O adeus a Aretha Franklin, a “rainha da soul”

Esteve internada num hospital de Detroit e regressou a casa nos últimos dias, por onde passaram inúmeros amigos para se despedirem da voz da soul. A cantora morreu esta quinta-feira, 16 de agosto, aos 76 anos.

É mais rico crescer rodeado de enormes, ainda que a liturgia dos primeiros tempos se faça de fantasmas tão grandes como os vultos. Do gospel de Mahalia Jackson, Dinah Washington, e James Cleverland, à soul de Sam Cooke e Jackie Wilson. Todos são presença assídua na casa de Clarence La Vaughn Franklin, o pai de uma então jovem Aretha Louise.

Aquela que a revista Rolling Stone haveria de cunhar como a maior voz de todos os tempos, nasceu em 25 de março de 1942, em Memphis, Tennessee, descendente do tal pregador da igreja Batista, da sua vida itinerante, e de inefáveis orgias capazes de impressionar a descontração de um Ray Charles. Aos dois anos, Aretha instala-se em Buffalo, Nova Iorque, e aos quatro chega com a família a Detroit, onde o pai ergue a sua própria congregação. Aos 10 perdia a mãe e poucos anos depois já era mãe do primeiro filho, fruto da relação com um colega da escola.

Mais atentas à missa cantada que ao sermão, gravadoras como a Motown Records não demoram a pregar ouvido à sua voz, apoiada pela figura paterna, que a incentiva a dar os primeiros passos na indústria da música. Em 1956, com apenas 14 anos, Aretha lança “Songs of Faith”, registo gospel que pavimenta caminho para uma incursão mais secular. De volta a Nova Iorque, diz sim aos avanços da Columbia Records em 1961, e ao contrato que lhe vale trabalho com o reputado produtor John Hammond, ligado a nomes como Billie Holliday e Count Basie, e demasiado enfeitiçado por estes para vislumbrar em Aretha uma inclinação muito mais para a soul e o R&B que para o jazz.

- O QUE FAZER
A: Responda a partir do texto sobre Aretha Franklin:
(i) Em que data e em que cidade nasceu Aretha Franklin?
(ii) Que idade tinha quando lançou "Songs of Faith"?
(iii) Com que editora discográfica assinou contrato em 1961?
B: Prossiga o texto sobre Aretha Franklin a partir da última frase apresentada.
Os itens não são precisos para estas tarefas.

(Registos de origem)
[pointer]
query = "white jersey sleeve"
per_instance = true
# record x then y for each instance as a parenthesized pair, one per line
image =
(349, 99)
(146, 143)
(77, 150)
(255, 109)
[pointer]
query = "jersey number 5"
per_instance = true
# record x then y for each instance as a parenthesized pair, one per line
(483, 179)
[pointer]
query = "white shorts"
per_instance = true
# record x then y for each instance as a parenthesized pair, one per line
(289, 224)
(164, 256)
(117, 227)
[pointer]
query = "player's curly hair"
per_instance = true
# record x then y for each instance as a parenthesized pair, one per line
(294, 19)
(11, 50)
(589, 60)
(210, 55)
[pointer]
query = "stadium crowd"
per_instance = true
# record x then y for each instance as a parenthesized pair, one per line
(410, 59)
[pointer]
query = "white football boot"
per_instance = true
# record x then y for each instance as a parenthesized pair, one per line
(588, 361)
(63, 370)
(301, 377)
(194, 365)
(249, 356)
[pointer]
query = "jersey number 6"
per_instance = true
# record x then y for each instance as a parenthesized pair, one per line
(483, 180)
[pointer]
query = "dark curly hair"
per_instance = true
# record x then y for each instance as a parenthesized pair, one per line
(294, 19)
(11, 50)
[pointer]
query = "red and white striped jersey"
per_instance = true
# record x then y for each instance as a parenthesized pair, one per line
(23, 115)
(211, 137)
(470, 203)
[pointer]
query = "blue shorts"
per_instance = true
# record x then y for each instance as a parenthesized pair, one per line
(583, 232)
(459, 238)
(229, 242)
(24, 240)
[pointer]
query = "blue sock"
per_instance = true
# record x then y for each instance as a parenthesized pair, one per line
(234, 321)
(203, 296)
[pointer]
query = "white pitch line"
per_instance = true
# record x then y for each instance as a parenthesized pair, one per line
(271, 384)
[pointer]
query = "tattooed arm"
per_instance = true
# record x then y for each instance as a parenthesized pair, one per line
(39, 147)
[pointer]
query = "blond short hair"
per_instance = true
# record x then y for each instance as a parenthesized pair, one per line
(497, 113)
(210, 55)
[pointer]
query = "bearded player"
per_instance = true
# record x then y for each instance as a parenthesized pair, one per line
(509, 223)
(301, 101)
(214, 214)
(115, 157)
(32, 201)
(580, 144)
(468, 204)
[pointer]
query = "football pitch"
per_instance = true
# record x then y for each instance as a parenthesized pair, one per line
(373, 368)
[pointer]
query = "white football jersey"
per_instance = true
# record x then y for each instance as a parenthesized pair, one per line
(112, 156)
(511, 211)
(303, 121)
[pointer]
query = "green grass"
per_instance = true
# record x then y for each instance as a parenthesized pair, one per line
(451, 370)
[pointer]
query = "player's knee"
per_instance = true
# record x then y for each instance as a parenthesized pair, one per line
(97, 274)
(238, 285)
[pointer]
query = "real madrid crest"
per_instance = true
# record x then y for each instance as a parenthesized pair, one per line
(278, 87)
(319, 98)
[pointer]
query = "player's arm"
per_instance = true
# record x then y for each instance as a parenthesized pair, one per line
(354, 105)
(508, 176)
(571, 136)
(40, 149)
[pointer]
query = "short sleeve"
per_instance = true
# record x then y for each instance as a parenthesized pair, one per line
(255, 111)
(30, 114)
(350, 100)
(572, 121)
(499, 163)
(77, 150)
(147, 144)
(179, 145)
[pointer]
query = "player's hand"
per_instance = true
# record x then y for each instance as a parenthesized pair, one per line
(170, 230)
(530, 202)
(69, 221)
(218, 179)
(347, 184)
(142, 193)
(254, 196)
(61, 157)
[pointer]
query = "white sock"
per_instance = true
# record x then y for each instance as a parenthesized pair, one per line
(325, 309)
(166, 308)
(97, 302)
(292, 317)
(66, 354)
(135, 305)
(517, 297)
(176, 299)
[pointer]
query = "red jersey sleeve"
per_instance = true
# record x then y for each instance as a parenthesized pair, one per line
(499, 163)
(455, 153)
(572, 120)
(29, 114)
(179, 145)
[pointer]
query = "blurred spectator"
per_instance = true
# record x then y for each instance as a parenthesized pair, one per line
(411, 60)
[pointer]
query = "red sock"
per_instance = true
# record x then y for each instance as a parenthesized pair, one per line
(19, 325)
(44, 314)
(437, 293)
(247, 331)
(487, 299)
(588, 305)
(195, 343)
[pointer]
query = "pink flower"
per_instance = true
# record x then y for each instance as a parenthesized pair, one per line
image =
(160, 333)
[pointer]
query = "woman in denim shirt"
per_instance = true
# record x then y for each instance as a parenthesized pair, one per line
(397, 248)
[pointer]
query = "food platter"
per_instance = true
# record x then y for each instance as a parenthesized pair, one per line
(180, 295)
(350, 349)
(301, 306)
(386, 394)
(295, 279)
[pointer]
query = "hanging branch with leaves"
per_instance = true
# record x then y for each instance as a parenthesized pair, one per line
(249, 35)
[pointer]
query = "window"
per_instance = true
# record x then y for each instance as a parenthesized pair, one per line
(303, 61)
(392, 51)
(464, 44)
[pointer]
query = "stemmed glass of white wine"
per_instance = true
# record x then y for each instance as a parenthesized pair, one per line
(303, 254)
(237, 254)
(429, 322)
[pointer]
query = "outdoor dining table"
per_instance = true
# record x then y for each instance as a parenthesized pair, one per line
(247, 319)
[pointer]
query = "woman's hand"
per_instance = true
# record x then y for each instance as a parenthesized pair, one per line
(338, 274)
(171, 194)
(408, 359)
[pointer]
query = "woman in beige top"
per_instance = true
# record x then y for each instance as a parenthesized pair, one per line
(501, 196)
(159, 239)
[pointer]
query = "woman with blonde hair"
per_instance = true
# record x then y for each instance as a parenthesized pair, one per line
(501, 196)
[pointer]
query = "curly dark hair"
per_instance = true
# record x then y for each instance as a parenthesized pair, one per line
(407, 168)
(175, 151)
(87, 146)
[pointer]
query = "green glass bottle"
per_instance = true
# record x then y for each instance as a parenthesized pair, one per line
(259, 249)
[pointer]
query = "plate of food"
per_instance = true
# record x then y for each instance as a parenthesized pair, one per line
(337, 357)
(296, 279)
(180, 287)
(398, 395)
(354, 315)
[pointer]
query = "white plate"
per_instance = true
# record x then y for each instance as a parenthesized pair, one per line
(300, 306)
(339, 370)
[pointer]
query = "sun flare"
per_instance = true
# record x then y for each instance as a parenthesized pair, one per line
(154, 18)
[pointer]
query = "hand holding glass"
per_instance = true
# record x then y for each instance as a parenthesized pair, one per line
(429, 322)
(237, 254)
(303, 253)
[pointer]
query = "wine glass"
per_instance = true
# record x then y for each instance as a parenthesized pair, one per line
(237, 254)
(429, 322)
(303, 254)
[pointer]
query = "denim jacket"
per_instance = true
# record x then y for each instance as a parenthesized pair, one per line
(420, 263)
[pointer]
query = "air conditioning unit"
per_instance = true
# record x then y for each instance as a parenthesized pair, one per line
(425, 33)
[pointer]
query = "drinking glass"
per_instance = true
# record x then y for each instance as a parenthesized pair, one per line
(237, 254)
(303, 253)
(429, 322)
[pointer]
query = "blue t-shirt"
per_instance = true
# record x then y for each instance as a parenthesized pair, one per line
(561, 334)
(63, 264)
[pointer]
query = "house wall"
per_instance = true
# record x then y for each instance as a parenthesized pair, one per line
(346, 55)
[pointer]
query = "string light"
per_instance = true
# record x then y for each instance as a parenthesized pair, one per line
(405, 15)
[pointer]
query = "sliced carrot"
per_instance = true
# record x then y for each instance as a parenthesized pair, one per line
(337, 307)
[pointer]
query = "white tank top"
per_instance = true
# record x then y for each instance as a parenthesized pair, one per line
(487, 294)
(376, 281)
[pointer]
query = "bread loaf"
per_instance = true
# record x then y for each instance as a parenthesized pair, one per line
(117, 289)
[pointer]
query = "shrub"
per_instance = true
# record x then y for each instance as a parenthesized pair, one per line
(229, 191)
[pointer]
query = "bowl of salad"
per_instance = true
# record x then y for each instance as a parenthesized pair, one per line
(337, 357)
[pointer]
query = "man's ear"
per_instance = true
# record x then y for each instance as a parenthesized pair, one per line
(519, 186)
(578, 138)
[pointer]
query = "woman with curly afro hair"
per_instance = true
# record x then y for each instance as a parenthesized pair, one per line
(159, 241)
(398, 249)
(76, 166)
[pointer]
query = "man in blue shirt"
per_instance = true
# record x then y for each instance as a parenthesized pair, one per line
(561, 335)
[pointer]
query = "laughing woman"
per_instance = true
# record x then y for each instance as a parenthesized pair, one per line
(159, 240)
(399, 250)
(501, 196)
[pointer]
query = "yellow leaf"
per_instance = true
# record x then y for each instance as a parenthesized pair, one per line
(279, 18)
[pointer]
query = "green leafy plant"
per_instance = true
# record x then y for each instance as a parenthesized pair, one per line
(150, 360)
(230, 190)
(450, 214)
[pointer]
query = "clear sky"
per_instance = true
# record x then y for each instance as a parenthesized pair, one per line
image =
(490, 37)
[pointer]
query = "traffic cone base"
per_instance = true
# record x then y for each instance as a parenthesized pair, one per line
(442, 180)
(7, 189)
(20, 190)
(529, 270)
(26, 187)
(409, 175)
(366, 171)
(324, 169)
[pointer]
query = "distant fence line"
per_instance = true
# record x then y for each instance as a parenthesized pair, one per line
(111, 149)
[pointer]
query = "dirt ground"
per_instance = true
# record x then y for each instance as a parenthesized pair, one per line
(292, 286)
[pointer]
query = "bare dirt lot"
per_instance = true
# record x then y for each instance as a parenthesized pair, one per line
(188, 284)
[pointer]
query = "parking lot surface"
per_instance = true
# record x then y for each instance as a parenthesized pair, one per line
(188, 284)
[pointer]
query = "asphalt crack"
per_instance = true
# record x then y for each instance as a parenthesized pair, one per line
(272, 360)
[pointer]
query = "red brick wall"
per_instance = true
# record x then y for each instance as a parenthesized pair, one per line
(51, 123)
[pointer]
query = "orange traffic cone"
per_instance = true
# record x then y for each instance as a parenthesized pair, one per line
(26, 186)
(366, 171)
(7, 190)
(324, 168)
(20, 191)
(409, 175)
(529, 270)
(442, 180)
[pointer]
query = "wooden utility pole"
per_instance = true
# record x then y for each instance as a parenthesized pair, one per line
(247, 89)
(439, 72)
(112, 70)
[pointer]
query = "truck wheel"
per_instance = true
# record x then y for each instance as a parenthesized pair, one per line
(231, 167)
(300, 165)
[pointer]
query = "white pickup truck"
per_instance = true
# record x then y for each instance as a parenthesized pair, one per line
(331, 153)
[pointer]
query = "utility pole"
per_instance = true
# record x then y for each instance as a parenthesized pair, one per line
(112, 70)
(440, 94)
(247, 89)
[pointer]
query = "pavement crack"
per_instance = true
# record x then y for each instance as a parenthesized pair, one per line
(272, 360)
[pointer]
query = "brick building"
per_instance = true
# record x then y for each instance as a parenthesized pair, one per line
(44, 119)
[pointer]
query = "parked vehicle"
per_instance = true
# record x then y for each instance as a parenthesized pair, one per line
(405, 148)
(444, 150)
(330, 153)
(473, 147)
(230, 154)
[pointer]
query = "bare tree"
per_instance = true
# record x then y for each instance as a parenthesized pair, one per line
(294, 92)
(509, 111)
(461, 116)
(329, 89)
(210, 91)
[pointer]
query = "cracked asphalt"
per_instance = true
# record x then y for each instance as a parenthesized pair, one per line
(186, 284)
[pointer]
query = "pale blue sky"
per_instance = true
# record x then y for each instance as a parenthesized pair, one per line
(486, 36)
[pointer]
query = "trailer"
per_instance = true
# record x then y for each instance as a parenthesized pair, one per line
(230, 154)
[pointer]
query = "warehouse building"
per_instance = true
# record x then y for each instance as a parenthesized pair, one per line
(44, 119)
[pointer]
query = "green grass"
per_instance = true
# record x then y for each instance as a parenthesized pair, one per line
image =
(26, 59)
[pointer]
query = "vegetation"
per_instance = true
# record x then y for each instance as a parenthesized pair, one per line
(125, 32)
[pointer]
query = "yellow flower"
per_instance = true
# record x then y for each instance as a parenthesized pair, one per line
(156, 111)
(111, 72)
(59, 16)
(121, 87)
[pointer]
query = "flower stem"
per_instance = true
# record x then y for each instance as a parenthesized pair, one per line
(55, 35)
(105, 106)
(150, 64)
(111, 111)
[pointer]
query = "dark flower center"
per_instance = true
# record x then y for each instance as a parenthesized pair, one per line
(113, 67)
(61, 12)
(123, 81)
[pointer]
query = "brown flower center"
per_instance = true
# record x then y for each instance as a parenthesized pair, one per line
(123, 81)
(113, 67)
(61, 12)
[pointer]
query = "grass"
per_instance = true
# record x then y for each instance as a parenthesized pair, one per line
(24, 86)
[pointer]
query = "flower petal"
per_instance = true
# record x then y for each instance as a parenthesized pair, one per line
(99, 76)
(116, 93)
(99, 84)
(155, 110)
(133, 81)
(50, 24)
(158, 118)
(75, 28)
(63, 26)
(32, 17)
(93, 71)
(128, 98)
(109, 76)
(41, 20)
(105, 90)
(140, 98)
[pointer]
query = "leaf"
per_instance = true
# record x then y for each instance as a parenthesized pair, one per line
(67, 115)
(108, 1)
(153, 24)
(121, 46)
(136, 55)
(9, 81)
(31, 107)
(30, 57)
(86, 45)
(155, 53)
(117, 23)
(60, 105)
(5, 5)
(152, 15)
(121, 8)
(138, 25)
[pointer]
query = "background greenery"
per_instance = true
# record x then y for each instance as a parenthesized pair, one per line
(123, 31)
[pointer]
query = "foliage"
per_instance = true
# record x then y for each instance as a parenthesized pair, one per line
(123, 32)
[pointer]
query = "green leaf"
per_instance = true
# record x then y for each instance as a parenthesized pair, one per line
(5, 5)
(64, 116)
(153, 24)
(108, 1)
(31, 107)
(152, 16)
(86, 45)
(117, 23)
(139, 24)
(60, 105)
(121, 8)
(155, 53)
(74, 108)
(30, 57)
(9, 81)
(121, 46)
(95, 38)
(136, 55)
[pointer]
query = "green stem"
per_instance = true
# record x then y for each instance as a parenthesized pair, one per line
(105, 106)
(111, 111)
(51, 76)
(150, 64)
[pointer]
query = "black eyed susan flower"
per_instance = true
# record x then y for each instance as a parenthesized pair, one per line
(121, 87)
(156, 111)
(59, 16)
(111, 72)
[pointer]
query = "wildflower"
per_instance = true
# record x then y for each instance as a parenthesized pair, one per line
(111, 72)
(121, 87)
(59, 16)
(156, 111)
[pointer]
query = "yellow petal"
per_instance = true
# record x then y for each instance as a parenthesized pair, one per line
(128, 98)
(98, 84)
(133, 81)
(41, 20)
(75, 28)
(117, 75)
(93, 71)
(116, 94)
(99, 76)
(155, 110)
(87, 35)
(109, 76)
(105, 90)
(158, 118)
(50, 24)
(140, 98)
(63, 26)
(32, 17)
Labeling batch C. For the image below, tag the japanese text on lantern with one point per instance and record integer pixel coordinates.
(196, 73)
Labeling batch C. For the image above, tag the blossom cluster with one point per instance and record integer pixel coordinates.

- RESPOSTAS POR TAREFA
A:
(i) A 25 de março de 1942, em Memphis, Tennessee.
(ii) Tinha 14 anos.
(iii) Com a Columbia Records.

B:
Faixas como “Today I Sing The Blues”, “Won’t Be Long”, “Cry Like a Baby”, e “Sweet Bitter Love” fazem o furor que podem, ainda que o maior sucesso comercial tenha soado apenas depois de 1967, quando Franklin transita para a Atlantic Records, começando a trepar no top da Billboard. É esta a fase dourada da cantora, que coincide com o lançamento de temas como “I Never Loved a Man the Way I Love You”,” I Say a Little Prayer”, e a emblemática “Respect”, bandeira da luta pelos direitos civis e do movimento feminista. Enquanto isso, a vida pessoal segue destino inverso à ascensão profissional. Em 1969, divorcia-se do antigo agente Ted White, figura pouco recomendável de Detroit que a apresentara ao álcool e às drogas, pondo fim a uma relação conturbada e marcada pela violência doméstica.

Seguir-se-ia o enlance com o ator Glynn Turman, em 1978, numa cerimónia conduzida pelo pai de Aretha. Pouco depois, em 1980, surge a ligação à Arista Records e a Clive Davis, responsável pelo relançamento da sua carreira nesta década. É também o tempo de parcerias com nomes como George Michael (1988) ou Mary J. Blige (2008). Em 2010 chegava o diagnóstico de cancro do pâncreas. Em 2015, cinco anos depois de conhecer o diagnóstico de um cancro no pâncreas, rubricou uma memorável interpretação de “(You Make me Feel Like) A Natural Woman”, no Kennedy Center, no palco que homenageou Carole King.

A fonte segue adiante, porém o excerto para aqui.